Document segment:
= = = = = = =
Credit: K. Miller Photographs/Getty Images

Is killing a viable wildlife conservation strategy and, if so, will the public support it?

Those two critical questions are set to be examined this weekend at the Annual Forum of the Royal Zoological Society of NSW.

With speakers from several universities, government departments and research organisations, the forum will discuss several scenarios in which exterminating animals is considered necessary to achieve conservation outcomes.

These include the Federal Government’s plan to eradicate two million feral cats in a bid to safeguard more than 100 native species.

Among other experts examining the government’s scheme – which aims to fund community groups to lead the cull – will be Western Sydney University ecology professor Ricky Spencer.

In a paper published last year, Spencer and a team of researchers found that removing exotic predators did not guarantee the health of native prey species. As well as reducing the total population of predators, his team suggested, it was also important to find strategies to make individual predators less efficient.

The killing of feral animals, while sometimes visually confronting, has a broad level of community support. Much more contentious, in contrast, is the idea of killing one native species in order to bolster the population of another.

This vexed subject will be addressed by Charles Darwin University’s John Woinarski, and Catherine Herbert from the University of Sydney. Dr Herbert, who has studied genetic defects in isolated populations of threatened wallabies, will explore what she calls the “paradox of conservation islands”, on which it sometimes necessary to eradicate one threatened species in order to protect another.

The forum has been convened by RZS NSW president Martin Predavec.

“Reducing populations of invasive species, adjusting population levels of native species to ensure sustainability or collecting animal specimens for research are all important conservation tools – and all may involve killing,” he says.

“So how do we decide when and where killing for conservation is truly necessary?”

The event will be held at the Australian Museum in Sydney, and kicks off at 8.30am.
= = = = = = =
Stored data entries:

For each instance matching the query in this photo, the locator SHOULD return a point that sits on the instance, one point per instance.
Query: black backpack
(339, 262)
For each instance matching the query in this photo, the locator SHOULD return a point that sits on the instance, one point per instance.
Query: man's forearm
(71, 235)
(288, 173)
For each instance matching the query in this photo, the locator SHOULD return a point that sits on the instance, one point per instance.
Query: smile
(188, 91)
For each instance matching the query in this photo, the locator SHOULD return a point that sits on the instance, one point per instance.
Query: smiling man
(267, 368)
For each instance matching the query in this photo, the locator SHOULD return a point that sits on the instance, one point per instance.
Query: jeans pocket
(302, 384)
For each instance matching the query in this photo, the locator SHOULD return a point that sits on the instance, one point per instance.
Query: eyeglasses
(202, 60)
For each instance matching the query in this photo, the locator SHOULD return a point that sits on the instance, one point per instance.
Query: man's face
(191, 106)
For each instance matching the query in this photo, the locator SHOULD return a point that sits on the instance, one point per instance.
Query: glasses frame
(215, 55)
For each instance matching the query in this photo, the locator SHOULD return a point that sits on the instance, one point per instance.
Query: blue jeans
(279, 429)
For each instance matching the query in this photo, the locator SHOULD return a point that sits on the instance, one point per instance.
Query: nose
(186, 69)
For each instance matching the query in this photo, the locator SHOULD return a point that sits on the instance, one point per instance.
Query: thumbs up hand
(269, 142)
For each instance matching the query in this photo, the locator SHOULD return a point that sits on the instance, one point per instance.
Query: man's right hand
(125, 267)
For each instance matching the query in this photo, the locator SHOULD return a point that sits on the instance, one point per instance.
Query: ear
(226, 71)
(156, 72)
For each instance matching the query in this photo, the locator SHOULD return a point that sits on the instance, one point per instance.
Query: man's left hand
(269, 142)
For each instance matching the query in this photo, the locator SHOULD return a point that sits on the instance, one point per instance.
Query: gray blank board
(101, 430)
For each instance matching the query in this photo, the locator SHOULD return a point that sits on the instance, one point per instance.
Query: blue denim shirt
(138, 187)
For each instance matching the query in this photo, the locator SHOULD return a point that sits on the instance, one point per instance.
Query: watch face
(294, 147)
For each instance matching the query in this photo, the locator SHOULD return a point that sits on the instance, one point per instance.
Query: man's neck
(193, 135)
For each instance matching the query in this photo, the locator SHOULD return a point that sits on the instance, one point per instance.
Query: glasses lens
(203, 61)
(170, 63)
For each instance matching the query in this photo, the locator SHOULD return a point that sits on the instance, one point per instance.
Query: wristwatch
= = = = = = =
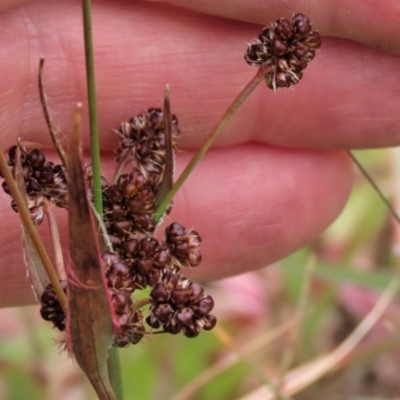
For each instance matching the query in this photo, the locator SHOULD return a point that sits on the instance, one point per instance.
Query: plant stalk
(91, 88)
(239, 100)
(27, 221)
= = = = = = =
Prompt A: Restate the paragraph of the forum article that begins "In a paper published last year" more briefly, keeping its main facts.
Prompt B: Copy everything in the forum article from "With speakers from" down to "predators less efficient.".
The stored data entries are separate material, distinct from the forum article.

Written response A: Spencer's team reported last year that removing exotic predators did not guarantee healthy native prey populations. They suggested that, besides cutting predator numbers, strategies should make individual predators less efficient.

Written response B:
With speakers from several universities, government departments and research organisations, the forum will discuss several scenarios in which exterminating animals is considered necessary to achieve conservation outcomes.

These include the Federal Government’s plan to eradicate two million feral cats in a bid to safeguard more than 100 native species.

Among other experts examining the government’s scheme – which aims to fund community groups to lead the cull – will be Western Sydney University ecology professor Ricky Spencer.

In a paper published last year, Spencer and a team of researchers found that removing exotic predators did not guarantee the health of native prey species. As well as reducing the total population of predators, his team suggested, it was also important to find strategies to make individual predators less efficient.